_THE EXERCISE_
Reproduce, unchanged, the lines from the one containing "the woman in black lace dress" through the final line of the rows.

Pointing dataset rows:
********************
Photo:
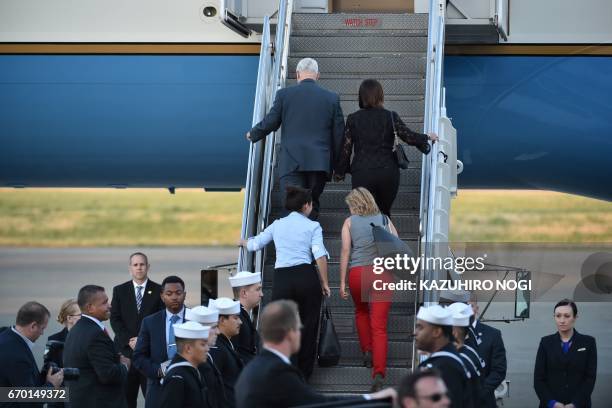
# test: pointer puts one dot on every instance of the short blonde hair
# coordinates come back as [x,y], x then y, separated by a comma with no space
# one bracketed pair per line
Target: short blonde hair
[361,202]
[68,307]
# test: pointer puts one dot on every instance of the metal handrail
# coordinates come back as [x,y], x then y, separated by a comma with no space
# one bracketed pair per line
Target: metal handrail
[281,55]
[256,150]
[434,102]
[271,76]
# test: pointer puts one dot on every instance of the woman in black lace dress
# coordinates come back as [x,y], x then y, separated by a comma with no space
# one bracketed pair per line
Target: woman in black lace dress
[369,132]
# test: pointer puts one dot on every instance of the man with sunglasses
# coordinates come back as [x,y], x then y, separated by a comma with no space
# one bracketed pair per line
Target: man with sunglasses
[423,389]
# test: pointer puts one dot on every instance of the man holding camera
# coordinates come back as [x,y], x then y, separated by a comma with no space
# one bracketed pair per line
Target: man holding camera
[18,368]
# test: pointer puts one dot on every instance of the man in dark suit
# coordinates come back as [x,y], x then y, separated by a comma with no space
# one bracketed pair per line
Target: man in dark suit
[156,344]
[247,290]
[491,349]
[269,380]
[18,368]
[132,302]
[103,371]
[313,127]
[223,354]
********************
_RESULT OF THE EXERCISE_
# test: pointer puts one dot on every instance of the woman in black lace dress
# coordinates come back as [x,y], x then y, separated by a comma with no space
# one bracketed pair per line
Target: woman in black lace dress
[369,132]
# test: pointer puts one dot on every instance of the man with sunglasses
# coordinates come back as [x,y], x then y, separated by a comma with no space
# one bracketed pair per line
Target: man with sunglasses
[423,389]
# test: pointer puts one dot on every instance of the man holding camera
# coordinates come back as [x,y], x then y, separated by a comma with no space
# one bracketed pair per line
Target: man holding camera
[18,368]
# test: pointer puts one dot on every instance of the man in dark suit
# coordinates come back as [x,y], x then y, separated by a comma with no space
# one bracketed pair per line
Target: man in dark suit
[156,344]
[247,290]
[491,349]
[269,380]
[18,368]
[132,302]
[103,371]
[313,127]
[223,354]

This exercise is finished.